Print the following lines word for word, without changing anything.

========================

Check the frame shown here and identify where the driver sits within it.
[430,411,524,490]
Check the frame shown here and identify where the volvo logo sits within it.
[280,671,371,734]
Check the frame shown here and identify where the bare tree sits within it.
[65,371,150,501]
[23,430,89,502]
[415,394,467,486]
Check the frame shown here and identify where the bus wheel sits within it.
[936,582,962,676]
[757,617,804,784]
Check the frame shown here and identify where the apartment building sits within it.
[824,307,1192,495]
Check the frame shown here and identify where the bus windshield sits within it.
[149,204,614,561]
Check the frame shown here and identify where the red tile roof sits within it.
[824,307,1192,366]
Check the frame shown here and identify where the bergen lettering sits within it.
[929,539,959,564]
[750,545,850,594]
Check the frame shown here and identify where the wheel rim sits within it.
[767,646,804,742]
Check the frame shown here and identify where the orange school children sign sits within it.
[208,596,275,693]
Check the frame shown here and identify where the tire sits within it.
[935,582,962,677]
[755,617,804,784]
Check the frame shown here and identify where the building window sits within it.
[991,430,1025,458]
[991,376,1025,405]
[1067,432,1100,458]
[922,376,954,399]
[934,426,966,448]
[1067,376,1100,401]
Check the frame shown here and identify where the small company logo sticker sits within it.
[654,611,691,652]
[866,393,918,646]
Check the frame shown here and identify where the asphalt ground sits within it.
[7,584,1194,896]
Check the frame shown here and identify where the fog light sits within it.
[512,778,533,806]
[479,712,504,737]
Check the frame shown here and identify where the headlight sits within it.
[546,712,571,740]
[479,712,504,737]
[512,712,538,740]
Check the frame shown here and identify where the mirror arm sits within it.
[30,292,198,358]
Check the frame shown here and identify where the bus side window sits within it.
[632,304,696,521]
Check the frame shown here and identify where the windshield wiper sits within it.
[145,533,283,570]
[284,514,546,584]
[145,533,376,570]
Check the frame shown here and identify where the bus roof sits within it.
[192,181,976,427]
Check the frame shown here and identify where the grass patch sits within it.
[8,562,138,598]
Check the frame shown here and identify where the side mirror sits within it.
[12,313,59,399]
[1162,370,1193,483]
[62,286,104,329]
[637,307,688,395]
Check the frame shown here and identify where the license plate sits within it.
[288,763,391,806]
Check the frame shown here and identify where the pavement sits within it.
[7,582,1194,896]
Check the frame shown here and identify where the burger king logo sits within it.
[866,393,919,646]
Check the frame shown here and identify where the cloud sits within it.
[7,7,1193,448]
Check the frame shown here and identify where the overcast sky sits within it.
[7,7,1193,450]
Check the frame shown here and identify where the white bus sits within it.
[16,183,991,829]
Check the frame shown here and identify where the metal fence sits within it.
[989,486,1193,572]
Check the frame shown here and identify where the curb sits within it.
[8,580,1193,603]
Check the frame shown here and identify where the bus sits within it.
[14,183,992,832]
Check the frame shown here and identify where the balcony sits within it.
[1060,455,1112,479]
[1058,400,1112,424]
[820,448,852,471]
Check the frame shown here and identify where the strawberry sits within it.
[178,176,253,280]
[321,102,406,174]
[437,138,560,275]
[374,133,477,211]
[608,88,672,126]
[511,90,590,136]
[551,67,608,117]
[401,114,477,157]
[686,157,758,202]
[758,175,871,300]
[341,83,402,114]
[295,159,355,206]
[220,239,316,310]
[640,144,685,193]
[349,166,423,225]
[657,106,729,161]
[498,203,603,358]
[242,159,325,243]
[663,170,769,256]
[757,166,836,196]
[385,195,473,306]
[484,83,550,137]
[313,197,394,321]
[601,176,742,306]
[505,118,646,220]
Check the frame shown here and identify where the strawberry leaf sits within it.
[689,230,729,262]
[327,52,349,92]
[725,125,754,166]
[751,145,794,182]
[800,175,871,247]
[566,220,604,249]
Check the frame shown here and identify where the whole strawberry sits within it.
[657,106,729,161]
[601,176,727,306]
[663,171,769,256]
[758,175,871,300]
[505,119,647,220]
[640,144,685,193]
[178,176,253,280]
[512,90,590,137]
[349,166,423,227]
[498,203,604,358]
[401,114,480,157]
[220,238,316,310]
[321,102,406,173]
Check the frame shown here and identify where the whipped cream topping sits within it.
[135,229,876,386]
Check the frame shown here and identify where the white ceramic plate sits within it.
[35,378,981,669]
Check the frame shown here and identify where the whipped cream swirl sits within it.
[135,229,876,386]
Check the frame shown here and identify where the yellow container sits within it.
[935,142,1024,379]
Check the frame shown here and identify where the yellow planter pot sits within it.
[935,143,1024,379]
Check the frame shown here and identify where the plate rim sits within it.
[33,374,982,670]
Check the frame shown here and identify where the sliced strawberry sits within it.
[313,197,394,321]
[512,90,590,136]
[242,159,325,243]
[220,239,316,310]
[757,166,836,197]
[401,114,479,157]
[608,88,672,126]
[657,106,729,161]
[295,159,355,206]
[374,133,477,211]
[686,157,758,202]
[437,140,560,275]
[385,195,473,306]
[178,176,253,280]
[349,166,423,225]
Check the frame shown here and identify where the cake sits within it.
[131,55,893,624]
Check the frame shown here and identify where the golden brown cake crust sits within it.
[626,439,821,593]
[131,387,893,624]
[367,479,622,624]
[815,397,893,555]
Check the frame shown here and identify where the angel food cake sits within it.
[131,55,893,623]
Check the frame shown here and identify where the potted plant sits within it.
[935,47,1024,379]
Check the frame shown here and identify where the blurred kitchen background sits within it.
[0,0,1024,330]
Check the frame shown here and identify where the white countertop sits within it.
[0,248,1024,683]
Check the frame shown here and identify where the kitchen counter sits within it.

========================

SOLVED EXERCISE —
Check the frame shown here and identify where the driver sits within it.
[430,411,524,490]
Check the frame shown here and identify where the volvo logo sits within it.
[280,671,371,734]
Check the frame shown here and identify where the bare tree sits within it.
[65,371,150,501]
[23,430,89,502]
[415,394,467,486]
Check the frame shown here and identify where the bus wheel sits within it.
[936,582,962,676]
[757,617,804,784]
Check the frame shown here and identify where the apartment building sits within it.
[824,307,1192,495]
Check the frame shown here and identify where the bus windshield sits within it.
[149,204,614,561]
Check the frame shown here and identify where the red tile roof sits within it.
[824,307,1192,366]
Check the frame shown here and identify where the bergen lettering sits within it.
[929,539,959,564]
[750,545,850,594]
Check the frame shown here and identify where the wheel rim sits within it.
[767,646,804,742]
Check the frame shown here and identify where the orange school children sign sits within it.
[208,596,275,693]
Check the frame shown here and identify where the tire sits within it.
[935,582,962,677]
[755,617,804,784]
Check the frame shown here and identify where the building window sits within it.
[991,430,1025,458]
[991,376,1025,405]
[1067,432,1100,458]
[922,376,954,399]
[934,426,966,448]
[1067,376,1100,401]
Check the frame shown here and identify where the small company logo sticker sits within it.
[654,611,691,652]
[866,393,918,646]
Check the frame shown here and identify where the asphalt ground sits within it.
[7,584,1194,896]
Check the frame shown here and identify where the fog light sits within it.
[512,778,533,806]
[479,712,504,737]
Check the frame shown here and identify where the headlight sits within it.
[546,712,571,740]
[479,712,504,737]
[512,712,538,740]
Check the frame shown here and identify where the mirror arm sits within it.
[30,292,198,358]
Check the frame shown here and identify where the bus side window sits within it.
[632,304,696,521]
Check the frame shown here and identify where the windshield wiper sits within it.
[145,533,283,570]
[284,514,546,584]
[145,533,376,570]
Check the frame shown here and identify where the bus roof sits within it.
[192,181,976,427]
Check the frame shown here and identify where the grass patch sits within it.
[8,562,138,598]
Check the frame shown here and identify where the side mirror sits within it.
[12,313,59,399]
[1162,370,1193,483]
[62,286,104,329]
[637,307,688,395]
Check the frame shown here and identify where the license plate sits within it.
[288,763,391,806]
Check the frame shown here and identify where the pavement sits within it.
[7,582,1194,896]
Check the frame shown here and identify where the burger king logo sits within it.
[866,393,919,646]
Check the frame shown here and identify where the cloud sits within it.
[7,7,1193,448]
Check the frame shown here and identify where the overcast sky sits within it.
[7,7,1193,450]
Check the frame shown here and identify where the white bus sits within it.
[16,183,991,829]
Check the frame shown here and identify where the metal fence sits within it.
[989,486,1193,572]
Check the frame shown here and identify where the curb sits within it.
[8,580,1193,603]
Check the frame shown here and identify where the bus sits within it.
[14,183,992,832]
Check the frame shown here and identify where the balcony sits within it.
[1060,455,1112,479]
[1058,400,1112,424]
[820,448,852,471]
Check the frame shown here and identify where the strawberry sits within it.
[178,176,253,280]
[321,102,406,174]
[437,138,560,275]
[374,133,477,211]
[608,88,672,126]
[511,90,590,136]
[551,67,608,117]
[401,114,477,157]
[686,157,758,202]
[758,175,871,300]
[341,83,402,114]
[295,159,355,206]
[220,239,316,310]
[640,144,685,193]
[349,166,423,225]
[657,106,729,161]
[498,203,603,358]
[242,159,325,243]
[663,170,769,256]
[757,166,836,196]
[385,195,473,306]
[484,83,550,137]
[313,197,394,321]
[601,176,742,306]
[505,118,646,220]
Check the frame shown here and identify where the strawberry leaf sits within it.
[689,230,729,262]
[327,52,349,92]
[725,125,754,166]
[751,145,794,182]
[800,175,871,247]
[566,220,604,249]
Check the frame shown here and identify where the whole strawberry sits within it.
[657,106,729,161]
[601,176,727,306]
[663,171,769,256]
[758,175,871,300]
[505,119,647,220]
[640,144,685,193]
[178,176,253,280]
[512,90,590,137]
[349,166,423,227]
[498,203,604,358]
[401,114,480,157]
[220,238,316,310]
[321,102,406,173]
Check the frame shown here and identify where the whipped cream topping sits within it.
[135,229,876,386]
Check the frame shown here and identify where the white ceramic plate sits within it.
[35,378,981,669]
Check the frame shown here and identify where the whipped cream swirl sits within it.
[135,229,876,386]
Check the frame shown here and identify where the yellow container sits within it.
[935,142,1024,379]
Check the frame shown here and identify where the yellow planter pot sits within it.
[935,143,1024,379]
Check the frame shown here and identify where the plate rim sits within it.
[33,374,982,670]
Check the frame shown here and identify where the sliced strawberry sits within it.
[313,197,394,321]
[512,90,590,136]
[242,159,325,243]
[220,239,316,310]
[757,166,836,197]
[401,114,479,157]
[608,88,672,126]
[657,106,729,161]
[295,159,355,206]
[374,133,477,211]
[686,157,758,202]
[437,140,560,275]
[385,195,473,306]
[178,176,253,280]
[349,166,423,225]
Check the frame shown here and identify where the cake sits within it.
[131,55,893,624]
Check the frame shown here and identify where the golden brown cake crust sits within it.
[626,439,821,593]
[131,387,893,624]
[367,479,622,624]
[815,397,893,555]
Check the frame shown here and identify where the angel food cake sits within it.
[131,55,893,623]
Check the frame shown here and identify where the potted plant sits within it.
[935,47,1024,379]
Check the frame shown here and identify where the blurred kitchen background sits within it.
[0,0,1024,330]
Check the frame shown here and identify where the white countertop sits within it.
[0,248,1024,683]
Check the frame shown here and identify where the kitchen counter sits within it.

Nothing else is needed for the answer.